Data:
——————————

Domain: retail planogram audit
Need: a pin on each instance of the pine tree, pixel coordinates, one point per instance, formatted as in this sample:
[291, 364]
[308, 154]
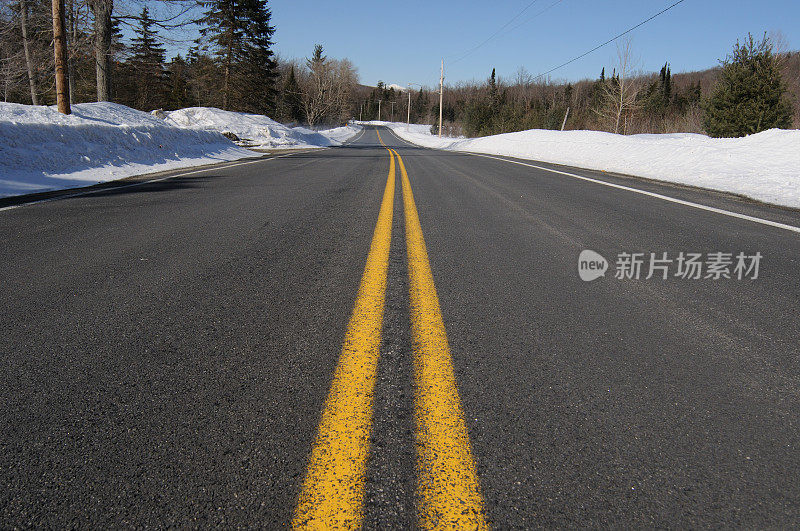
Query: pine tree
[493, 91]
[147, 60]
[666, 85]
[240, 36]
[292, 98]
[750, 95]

——————————

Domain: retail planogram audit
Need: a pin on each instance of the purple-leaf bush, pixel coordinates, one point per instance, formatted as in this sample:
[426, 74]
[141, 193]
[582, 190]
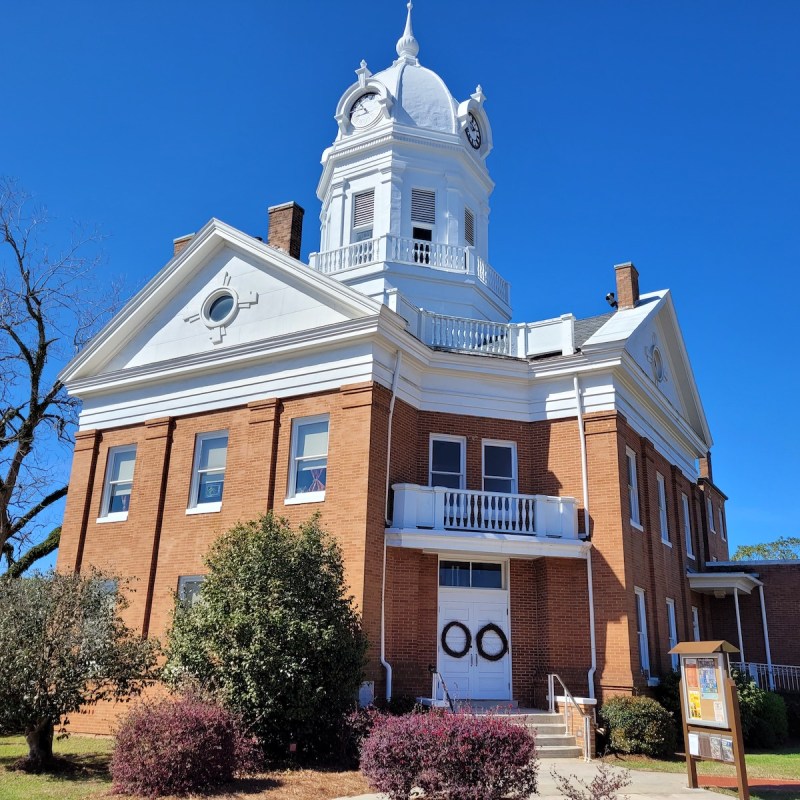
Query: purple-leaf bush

——————————

In the listing, find every line with the word "pixel" and return it.

Exercise answer:
Need: a pin on each instance of the pine tree, pixel coordinates, one point per instance, formatted as in this sample:
Need: a pin on each instance of the purple-leaf bush, pixel coordinates, one point per instance, formatted as in this sample:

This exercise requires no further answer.